# Supplied passage:

Niskey v. Nielsen
Civil Action No. 2018-3044
| D.D.C. | Oct 28, 2019Background:
- Plaintiff Lawrence Niskey, an African American former DHS employee, challenges suspension, security‑clearance revocation, termination, and denial of retirement/pension benefits.
- Niskey appealed his termination to the MSPB (initially focused on procedural errors); ALJ and the Board affirmed the removal; he later pursued EEO counseling and filed a formal EEO complaint alleging race discrimination and retaliation.
- Niskey previously sued in this district alleging discrimination, retaliation, and agency violations; the district court dismissed for failure to exhaust administrative remedies and the D.C. Circuit affirmed; certiorari was denied.
- In this new action Niskey alleges APA claims, Fifth Amendment due‑process claims, and renewed Title VII discrimination/retaliation and hostile‑work‑environment theories, seeking back pay, benefits, damages, reinstatement, and fees.
- Defendant (Acting DHS Secretary) moved to dismiss under Fed. R. Civ. P. 12(b)(6) for res judicata and under 12(b)(1) for lack of subject‑matter jurisdiction as to the due‑process claims, arguing CSRA and Title VII provide exclusive remedies.
- The Court granted the motion: it held Niskey’s claims are barred by claim and issue preclusion and that the Court lacks jurisdiction over the due‑process claim because the CSRA/Title VII regimes are the exclusive avenues for such federal employee claims.

# Provided data:
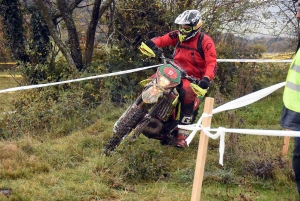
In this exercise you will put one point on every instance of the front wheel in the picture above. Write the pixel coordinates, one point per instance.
(123, 127)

# Instruction A:
Translate this sentence from the Niskey v. Nielsen case summary into Spanish: "Niskey previously sued in this district alleging discrimination, retaliation, and agency violations; the district court dismissed for failure to exhaust administrative remedies and the D.C. Circuit affirmed; certiorari was denied."
# Instruction B:
Carry on with the Niskey v. Nielsen case summary, starting right after its final sentence.

# Response A:
Niskey demandó anteriormente en este distrito alegando discriminación, represalias e infracciones de la agencia; el tribunal de distrito desestimó la demanda por falta de agotamiento de los recursos administrativos y el Circuito de D.C. confirmó la decisión; se denegó el certiorari.

# Response B:
Issues:
| Issue | Plaintiff's Argument | Defendant's Argument | Held |
|---|---|---|---|
| Claim preclusion (res judicata) — same cause of action? | Niskey says new theories (APA, constitutional) distinguish this suit. | Defendant says claims arise from the same nucleus of facts previously litigated and could have been raised earlier. | Court: barred by claim preclusion; new theories on old facts cannot evade preclusion. |
| Issue preclusion — exhaustion ruled previously? | Niskey contends prior dismissal was jurisdictional or not on the merits. | Defendant: prior courts decided exhaustion; issue preclusion applies. | Court: issue preclusion applies; exhaustion was litigated and decided; no unfairness in preclusion. |
| Whether APA/constitutional claims are independently reviewable now | Niskey argues APA review and due‑process claims were not previously adjudicated. | Defendant contends the CSRA/Title VII frameworks provide exclusive remedies for employment disputes. | Court: APA/constitutional theories arising from same facts are barred by res judicata; due‑process claim lacks jurisdiction. |
| Subject‑matter jurisdiction over due‑process claim | Niskey alleges Fifth Amendment violations during removal. | Defendant argues CSRA and Title VII are exclusive remedies for federal employment disputes. | Court: lacks jurisdiction over due‑process claim; CSRA/Title VII are exclusive. |
Key Cases Cited
- Niskey v. Johnson, 69 F. Supp. 3d 270 (D.D.C. 2014) (prior district‑court decision dismissing Niskey’s earlier suit)
- Niskey v. Kelly, 859 F.3d 1 (D.C. Cir. 2017) (appellate decision affirming dismissal for failure to administratively exhaust)
- Bell Atl. Corp. v. Twombly, 550 U.S. 544 (2007) (pleading standard for Rule 8 and 12(b)(6))
- Taylor v. Sturgell, 553 U.S. 880 (2008) (definition and scope of res judicata)
- United States v. Fausto, 484 U.S. 439 (1988) (CSRA provides exclusive review for many federal employment disputes)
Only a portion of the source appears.